▸ Stored data entries

^^^^^^^^

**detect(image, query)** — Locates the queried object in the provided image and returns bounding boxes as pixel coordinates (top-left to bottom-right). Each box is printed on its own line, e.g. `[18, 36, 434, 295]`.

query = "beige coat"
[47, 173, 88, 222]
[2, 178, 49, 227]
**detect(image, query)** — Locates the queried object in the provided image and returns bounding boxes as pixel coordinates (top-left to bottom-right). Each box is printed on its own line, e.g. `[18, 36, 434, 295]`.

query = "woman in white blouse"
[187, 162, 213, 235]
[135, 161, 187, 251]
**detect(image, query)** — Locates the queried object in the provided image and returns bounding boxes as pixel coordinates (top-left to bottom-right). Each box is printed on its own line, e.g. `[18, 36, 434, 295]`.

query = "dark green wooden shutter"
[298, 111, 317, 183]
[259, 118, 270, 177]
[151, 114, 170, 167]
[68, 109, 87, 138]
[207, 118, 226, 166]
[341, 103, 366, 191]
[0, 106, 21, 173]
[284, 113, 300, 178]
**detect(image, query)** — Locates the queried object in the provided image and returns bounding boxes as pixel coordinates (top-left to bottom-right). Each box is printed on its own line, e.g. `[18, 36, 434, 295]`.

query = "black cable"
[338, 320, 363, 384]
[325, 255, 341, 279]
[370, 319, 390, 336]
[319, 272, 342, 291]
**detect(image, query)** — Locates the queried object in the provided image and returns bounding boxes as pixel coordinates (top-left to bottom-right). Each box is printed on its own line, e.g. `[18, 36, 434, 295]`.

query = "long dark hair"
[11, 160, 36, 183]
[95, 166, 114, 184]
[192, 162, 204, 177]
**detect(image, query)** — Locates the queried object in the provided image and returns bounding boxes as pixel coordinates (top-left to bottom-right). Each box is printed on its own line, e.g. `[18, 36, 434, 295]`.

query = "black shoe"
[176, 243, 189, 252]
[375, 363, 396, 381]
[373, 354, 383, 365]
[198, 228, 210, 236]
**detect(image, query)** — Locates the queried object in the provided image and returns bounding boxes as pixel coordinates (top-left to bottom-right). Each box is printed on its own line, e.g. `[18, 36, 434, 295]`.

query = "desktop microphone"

^^^^^^^^

▸ ABOUT THIS EXERCISE
Extract all the entries word for word.

▸ OUTPUT OF THE EXERCISE
**detect(image, query)** — Locates the queried object in the provided image and returns bounding boxes as pixel coordinates (top-left to bottom-right). Each box is printed on its own line, e.g. `[18, 36, 434, 295]`.

query = "beige coat"
[47, 173, 88, 222]
[2, 178, 49, 227]
**detect(image, query)** — Locates the queried object in the provided image and returns bounding boxes as pixel coordinates (top-left to bottom-right). Each box is printed on its own line, e.g. `[18, 36, 434, 295]`.

query = "woman in white blouse"
[187, 162, 213, 235]
[135, 161, 187, 251]
**detect(image, query)** — Locates the queried object in the provided image and returns bounding boxes as pixel coordinates (top-left to bottom-right). Each box is printed on its own line, e.g. `[18, 36, 434, 295]`.

query = "dark green wooden shutter"
[298, 111, 317, 183]
[259, 118, 270, 177]
[151, 114, 170, 167]
[68, 109, 87, 138]
[207, 118, 226, 166]
[341, 103, 366, 191]
[0, 106, 21, 173]
[284, 113, 300, 178]
**detect(image, query)** — Locates the queried object in the provided image and returns bounding boxes as pixel coordinates (top-left to bottom-right). Each box is printed on its own line, e.g. `[18, 36, 434, 295]`.

query = "black cable"
[338, 320, 363, 384]
[325, 255, 341, 279]
[370, 319, 390, 336]
[319, 272, 342, 291]
**detect(image, query)** — Locates the queried object in the provided image and returns bounding boxes as pixel coordinates (top-left to bottom-right). Each box is printed on its own line, e.g. `[18, 36, 434, 295]`.

query = "long dark hair"
[11, 160, 36, 183]
[95, 166, 114, 184]
[192, 162, 204, 177]
**detect(image, query)** — Locates the queried object in the provided image and returns bounding boxes as pixel coordinates (top-left to bottom-right). Each box is printed on its own line, e.g. `[18, 36, 434, 295]`.

query = "black shoe"
[176, 243, 189, 252]
[375, 363, 396, 381]
[373, 354, 383, 365]
[198, 228, 210, 236]
**detect(image, query)** — Locates the queried object in the provided image and returns bounding boxes as pixel coordinates (top-left to bottom-right). Each box is printed on its own line, e.g. `[18, 36, 434, 295]`.

query = "desktop microphone"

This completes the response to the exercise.